## Work to complete
Print the listing below word for word, omitting the pictures.

## Given entries
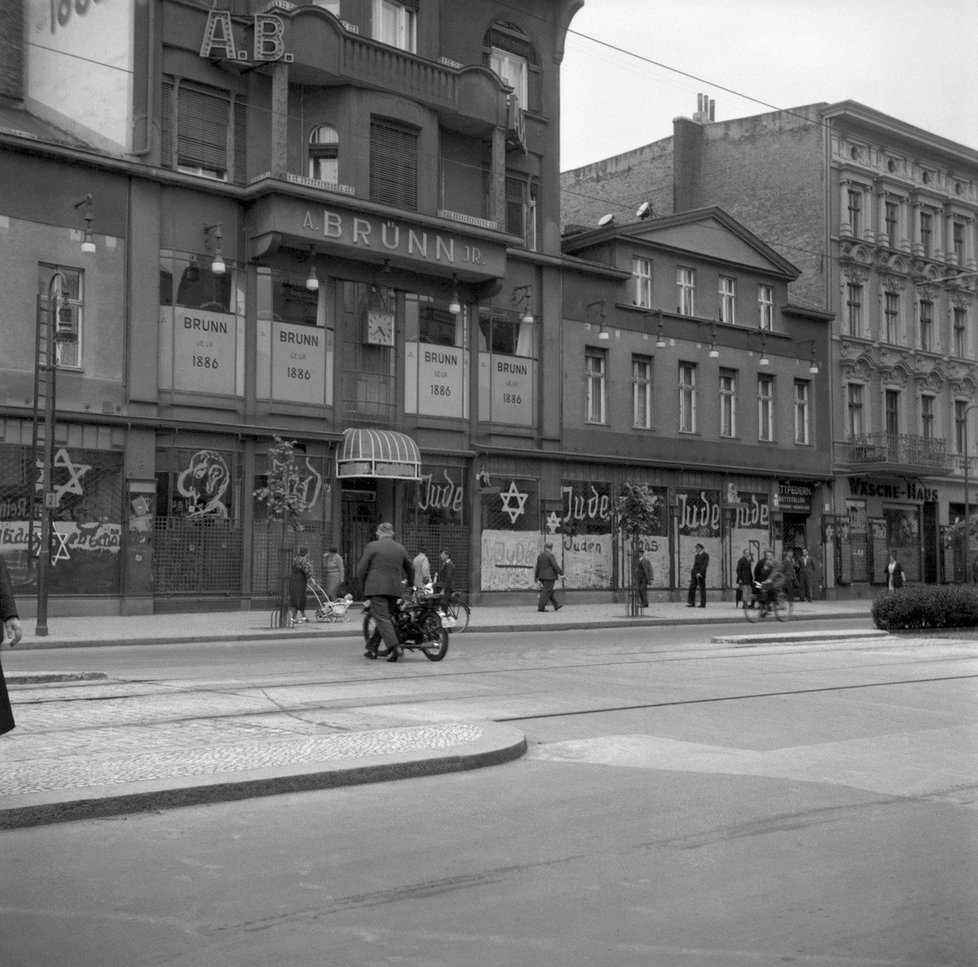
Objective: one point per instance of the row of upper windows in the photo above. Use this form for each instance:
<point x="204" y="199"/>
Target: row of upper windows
<point x="596" y="378"/>
<point x="893" y="322"/>
<point x="899" y="224"/>
<point x="762" y="312"/>
<point x="894" y="424"/>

## In response
Objective: one point per instance of the row of upper windows in the photo above. Use this form for each instance:
<point x="204" y="199"/>
Target: row of upper windows
<point x="596" y="378"/>
<point x="893" y="322"/>
<point x="899" y="224"/>
<point x="762" y="312"/>
<point x="894" y="424"/>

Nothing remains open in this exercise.